TEXT section start

Courses·Safety And Alignment·12 min read

Machine Unlearning for LLMs

Machine unlearning is the process of selectively removing the influence of specific training data from a trained model -- making the model "forget" particular knowledge, individuals, or copyrighted content -- without retraining from scratch, driven by legal requirements (GDPR right to erasure), copyright compliance, and the need to remove hazardous knowledge.

One-Line Summary: Machine unlearning is the process of selectively removing the influence of specific training data from a trained model -- making the model "forget" particular knowledge, individuals, or copyrighted content -- without retraining from scratch, driven by legal requirements (GDPR right to erasure), copyright compliance, and the need to remove hazardous knowledge.

Prerequisites: Understanding of LLM fine-tuning and gradient descent, loss functions and optimization objectives, the difference between memorization and generalization in neural networks, familiarity with GDPR and data privacy regulations, basics of knowledge representation in language models.

What Is Machine Unlearning?

Imagine you have written a comprehensive encyclopedia from thousands of source books. Now, one of those source authors invokes their legal right to have their contributions removed. You cannot simply tear out the pages that reference that author, because their information has been synthesized, cross-referenced, and woven throughout the entire text. The challenge is to remove that author's specific influence while preserving everything else intact. This is the machine unlearning problem.

flowchart LR
    S1["Machine unlearning pipeline: identify forg"]
    S2["apply unlearning method"]
    S3["verify removal while maintaining utility"]
    S1 --> S2
    S2 --> S3

For LLMs, the challenge is even harder. During pre-training on trillions of tokens, models develop entangled representations where knowledge from different sources is deeply intertwined in shared parameters. A single neuron or weight may encode information from millions of training examples simultaneously. There is no clean "undo button" for individual data points.

Exact unlearning would require retraining the model from scratch on the dataset minus the data to be forgotten. For a model that cost $100M+ and months to train, this is economically prohibitive. Approximate unlearning aims to achieve a result that is statistically indistinguishable from exact unlearning, at a fraction of the cost.

The field emerged from traditional machine learning (Cao & Yang, 2015; Bourtoule et al., 2021, SISA training) but has gained enormous urgency as LLMs became central to AI deployment and as regulators began enforcing data rights.

How It Works

flowchart LR
    S1["Gradient ascent unlearning"]
    S2["loss maximization on forget data alongside"]
    S1 --> S2

The Formal Definition

The gold standard for unlearning is defined through the lens of indistinguishability: an unlearning algorithm U is considered successful if the distribution of model parameters it produces is computationally indistinguishable from the distribution produced by retraining on D \ D_f (the original dataset minus the forget set D_f).

Formally, for original model M trained on dataset D, forget set D_f, and retain set D_r = D \ D_f:

U(M, D_f, D_r) ≈ Train(D_r)

Where ≈ denotes statistical indistinguishability. In practice, this is evaluated through multiple proxy metrics because exact comparison is infeasible.

Core Techniques

1. Gradient Ascent (GA)

The simplest and most intuitive approach. Instead of minimizing the loss on the forget set (which is what training does), maximize it:

θ_new = θ_old + η * ∇_θ L(D_f; θ)

TEXT section end

WHAT YOU ARE ASKED TO DO:
Answer each question using the text on machine unlearning for LLMs.
(a) Which legal right does the text cite as one driver of machine unlearning?
(b) What would exact unlearning require?
(c) In Gradient Ascent, which quantity is maximized rather than minimized?
The material that comes after this is not required.

DATASET EXCERPTS section start

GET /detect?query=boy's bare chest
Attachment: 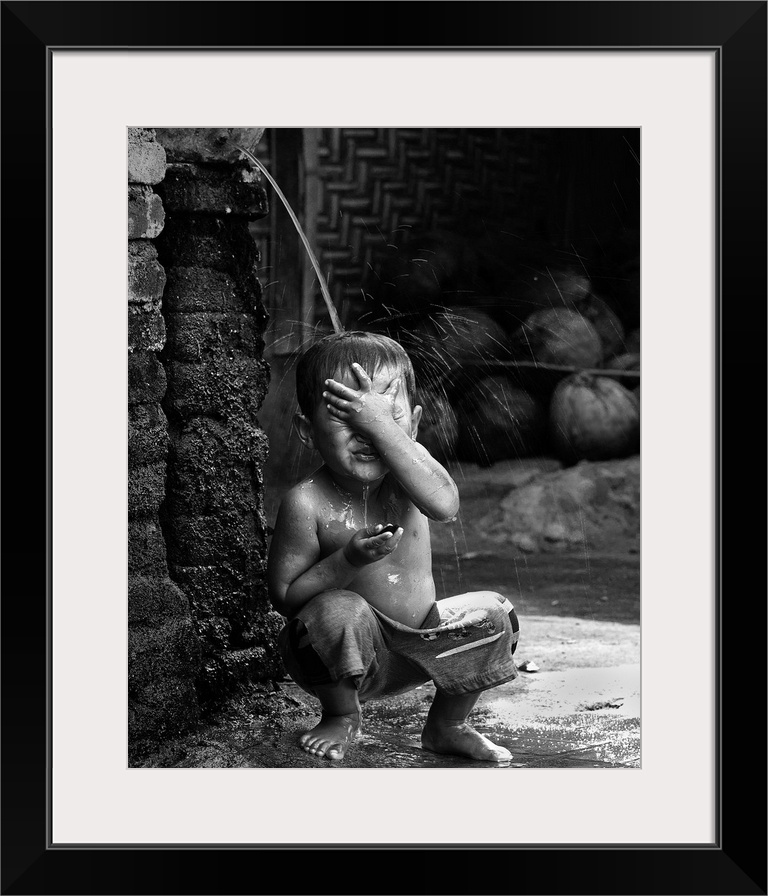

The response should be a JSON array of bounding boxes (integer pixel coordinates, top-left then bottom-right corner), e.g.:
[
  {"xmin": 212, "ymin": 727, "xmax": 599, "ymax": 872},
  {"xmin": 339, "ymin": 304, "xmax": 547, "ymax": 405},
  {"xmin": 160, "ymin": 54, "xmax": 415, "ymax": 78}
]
[{"xmin": 317, "ymin": 489, "xmax": 429, "ymax": 557}]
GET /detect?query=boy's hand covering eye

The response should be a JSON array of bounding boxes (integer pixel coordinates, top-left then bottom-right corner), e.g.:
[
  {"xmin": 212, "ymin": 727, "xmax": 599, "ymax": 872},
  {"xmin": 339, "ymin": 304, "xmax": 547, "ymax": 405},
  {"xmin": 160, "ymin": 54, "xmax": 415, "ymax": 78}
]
[
  {"xmin": 344, "ymin": 523, "xmax": 403, "ymax": 567},
  {"xmin": 323, "ymin": 364, "xmax": 400, "ymax": 432}
]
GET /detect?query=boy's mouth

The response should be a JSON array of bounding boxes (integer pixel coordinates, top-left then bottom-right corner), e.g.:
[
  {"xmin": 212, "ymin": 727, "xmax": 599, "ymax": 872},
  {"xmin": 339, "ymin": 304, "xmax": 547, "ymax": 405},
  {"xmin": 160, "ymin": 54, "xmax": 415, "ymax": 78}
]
[{"xmin": 353, "ymin": 448, "xmax": 380, "ymax": 462}]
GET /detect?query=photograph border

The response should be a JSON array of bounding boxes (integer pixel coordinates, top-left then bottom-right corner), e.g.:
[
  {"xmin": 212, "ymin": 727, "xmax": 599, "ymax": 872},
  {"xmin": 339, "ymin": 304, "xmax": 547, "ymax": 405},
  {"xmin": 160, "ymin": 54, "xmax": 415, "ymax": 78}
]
[{"xmin": 2, "ymin": 0, "xmax": 766, "ymax": 896}]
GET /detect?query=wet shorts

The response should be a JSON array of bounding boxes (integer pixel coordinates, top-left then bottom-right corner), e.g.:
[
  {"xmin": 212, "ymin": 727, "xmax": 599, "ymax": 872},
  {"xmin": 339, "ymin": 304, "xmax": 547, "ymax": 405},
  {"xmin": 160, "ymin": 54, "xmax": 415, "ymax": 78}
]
[{"xmin": 278, "ymin": 591, "xmax": 519, "ymax": 702}]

DATASET EXCERPTS section end

ANSWER TO THE PROBLEM:
(a) The GDPR right to erasure.
(b) Retraining the model from scratch on the dataset minus the data to be forgotten.
(c) The loss on the forget set.